◆ **Data listing**:
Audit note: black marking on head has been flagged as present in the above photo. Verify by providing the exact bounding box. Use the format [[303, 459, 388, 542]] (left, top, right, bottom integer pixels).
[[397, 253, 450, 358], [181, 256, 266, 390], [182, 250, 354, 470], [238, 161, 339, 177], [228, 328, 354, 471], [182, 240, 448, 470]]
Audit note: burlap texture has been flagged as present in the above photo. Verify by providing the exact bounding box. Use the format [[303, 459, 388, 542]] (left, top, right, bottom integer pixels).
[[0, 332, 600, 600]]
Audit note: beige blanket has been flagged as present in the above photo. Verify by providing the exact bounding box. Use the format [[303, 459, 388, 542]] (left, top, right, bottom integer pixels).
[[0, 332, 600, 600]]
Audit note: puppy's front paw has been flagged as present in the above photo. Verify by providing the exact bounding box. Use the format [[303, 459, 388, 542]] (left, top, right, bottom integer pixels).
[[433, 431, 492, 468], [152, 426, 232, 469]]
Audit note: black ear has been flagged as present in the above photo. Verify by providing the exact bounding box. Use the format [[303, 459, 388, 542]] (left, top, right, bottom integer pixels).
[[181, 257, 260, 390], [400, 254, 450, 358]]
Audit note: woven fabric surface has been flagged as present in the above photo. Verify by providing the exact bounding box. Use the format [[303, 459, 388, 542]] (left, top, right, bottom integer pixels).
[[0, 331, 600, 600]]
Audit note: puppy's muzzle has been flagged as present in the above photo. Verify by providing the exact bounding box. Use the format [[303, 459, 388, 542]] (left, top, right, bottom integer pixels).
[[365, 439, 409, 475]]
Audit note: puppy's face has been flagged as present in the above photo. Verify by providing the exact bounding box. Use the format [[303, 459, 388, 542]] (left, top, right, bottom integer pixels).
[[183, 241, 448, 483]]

◆ **Exercise prompt**: Arrange every row above as a two-column CSV with the header instruction,bounding_boxes, one line per row, holding the row's text and then its answer. Put each field in double quotes and replace any line breaks with spaces.

◆ **The output**:
instruction,bounding_boxes
"Audit note: black marking on head has been flagged as present in the above photo. Verify by providing the exact bounding box. Use the format [[303, 459, 388, 542]] (left, top, right, bottom integer pixels).","[[397, 253, 450, 358], [181, 256, 266, 390], [182, 250, 354, 470], [238, 161, 339, 177], [228, 328, 354, 471], [182, 240, 448, 470]]"
"Audit note: burlap texture has been flagged as present in the above photo. Verify by providing the exact bounding box. Use the format [[303, 459, 388, 542]] (left, top, right, bottom integer pixels).","[[0, 332, 600, 600]]"
"Audit note: beige blanket has been flagged as present in the above photo. Verify by providing the exact bounding box. Use the format [[303, 459, 388, 542]] (left, top, right, bottom integer pixels).","[[0, 332, 600, 600]]"
"Audit note: puppy's front paw has been flagged as present in the above photo. Verify by providing the exact bounding box. Use the format [[303, 459, 388, 542]] (left, top, right, bottom integer pixels).","[[433, 431, 492, 468], [152, 426, 232, 469]]"
"Audit note: black ear has been flagged as present in the above photo. Verify by providing the exact bounding box. Use the format [[303, 459, 388, 542]] (left, top, right, bottom integer pixels).","[[181, 257, 260, 390], [400, 254, 450, 358]]"
"Audit note: woven fabric surface has been flagged as present in the above photo. Verify by providing the exact bounding box. Use the format [[303, 459, 388, 542]] (left, top, right, bottom integer pixels).","[[0, 331, 600, 600]]"
"Audit note: puppy's muzzle has been flagged as present in the above photo. Verify by providing the exact bounding box. Use the format [[303, 459, 388, 542]] (left, top, right, bottom integer pixels).","[[365, 439, 409, 475]]"
"Audit note: puppy's face has been flagged as present in the above photo. Verify by providing the exact bounding box. Use the format [[303, 459, 388, 542]] (left, top, right, bottom integer pixels).","[[183, 241, 448, 483]]"